* [Task goal]:
Format the lines in the listing below, between the line holding "One marker per instance of the brown fur" and the line holding "[(801, 462)]", inclusive, as a JSON list of strings with one string per line and no blank lines.

** START OF Data listing **

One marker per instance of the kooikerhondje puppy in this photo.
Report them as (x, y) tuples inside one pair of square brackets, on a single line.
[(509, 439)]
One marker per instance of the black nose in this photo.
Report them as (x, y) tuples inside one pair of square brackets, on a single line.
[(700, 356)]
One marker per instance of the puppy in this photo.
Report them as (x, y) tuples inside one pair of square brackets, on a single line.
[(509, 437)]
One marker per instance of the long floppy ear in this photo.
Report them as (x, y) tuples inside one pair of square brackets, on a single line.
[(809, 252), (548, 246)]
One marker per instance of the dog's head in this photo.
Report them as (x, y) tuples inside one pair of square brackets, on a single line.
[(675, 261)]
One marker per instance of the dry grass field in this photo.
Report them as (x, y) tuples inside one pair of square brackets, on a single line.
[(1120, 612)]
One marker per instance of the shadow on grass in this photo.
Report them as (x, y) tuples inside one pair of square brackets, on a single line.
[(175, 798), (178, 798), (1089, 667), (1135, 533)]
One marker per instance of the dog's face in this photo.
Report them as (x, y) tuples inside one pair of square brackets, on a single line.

** END OF Data listing **
** START OF Data listing **

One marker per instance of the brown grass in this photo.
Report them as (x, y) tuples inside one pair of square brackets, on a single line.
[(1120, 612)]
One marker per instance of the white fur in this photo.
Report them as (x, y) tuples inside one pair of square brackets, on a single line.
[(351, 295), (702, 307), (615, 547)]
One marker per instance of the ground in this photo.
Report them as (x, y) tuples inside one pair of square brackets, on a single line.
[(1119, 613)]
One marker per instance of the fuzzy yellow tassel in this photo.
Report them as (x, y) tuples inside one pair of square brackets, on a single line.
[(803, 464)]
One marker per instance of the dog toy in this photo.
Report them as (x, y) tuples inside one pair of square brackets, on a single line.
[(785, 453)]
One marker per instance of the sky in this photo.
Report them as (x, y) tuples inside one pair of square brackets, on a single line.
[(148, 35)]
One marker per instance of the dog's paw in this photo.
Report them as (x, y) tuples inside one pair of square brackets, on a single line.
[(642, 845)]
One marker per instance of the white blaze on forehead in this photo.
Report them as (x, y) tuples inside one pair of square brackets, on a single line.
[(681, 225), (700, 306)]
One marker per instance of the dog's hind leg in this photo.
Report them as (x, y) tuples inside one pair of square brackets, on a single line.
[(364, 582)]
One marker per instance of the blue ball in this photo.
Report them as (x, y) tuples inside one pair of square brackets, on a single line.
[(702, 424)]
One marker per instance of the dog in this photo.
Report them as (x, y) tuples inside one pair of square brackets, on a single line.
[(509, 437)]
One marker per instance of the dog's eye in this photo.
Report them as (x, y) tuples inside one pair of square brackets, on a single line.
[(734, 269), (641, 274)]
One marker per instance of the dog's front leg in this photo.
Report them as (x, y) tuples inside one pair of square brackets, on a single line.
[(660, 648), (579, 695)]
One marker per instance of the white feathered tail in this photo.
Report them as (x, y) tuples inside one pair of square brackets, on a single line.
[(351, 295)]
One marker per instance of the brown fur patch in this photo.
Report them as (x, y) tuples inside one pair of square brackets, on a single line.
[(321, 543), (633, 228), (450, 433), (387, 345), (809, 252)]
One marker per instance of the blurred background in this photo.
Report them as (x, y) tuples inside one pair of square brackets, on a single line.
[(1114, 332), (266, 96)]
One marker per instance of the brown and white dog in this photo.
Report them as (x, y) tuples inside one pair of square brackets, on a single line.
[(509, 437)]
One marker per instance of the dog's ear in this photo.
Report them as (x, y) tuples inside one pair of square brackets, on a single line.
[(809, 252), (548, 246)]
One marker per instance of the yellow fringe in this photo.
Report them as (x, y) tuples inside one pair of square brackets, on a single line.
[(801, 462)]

** END OF Data listing **

* [Expected answer]:
[
  "One marker per instance of the brown fur patch in this photo.",
  "Report them as (x, y) tuples inside one pair of square brackets, on a single line.",
  "[(321, 543), (633, 228), (450, 433), (387, 345), (809, 252)]",
  "One marker per instance of the blurred background in this photo.",
  "Report them as (x, y) tuples inside one pair of square brackets, on a single line.",
  "[(1114, 332), (266, 96)]",
  "One marker per instance of the brown and white dog in this photo.",
  "Report them as (x, y) tuples inside one pair of square brackets, on a single line.",
  "[(509, 437)]",
  "One marker per instance of the dog's ear in this photo.",
  "Report them as (x, y) tuples inside one pair of square brackets, on a single line.",
  "[(809, 252), (548, 246)]",
  "One marker per instance of the yellow fringe in this photo.",
  "Report them as (x, y) tuples inside one pair of square brackets, on a single line.",
  "[(801, 462)]"
]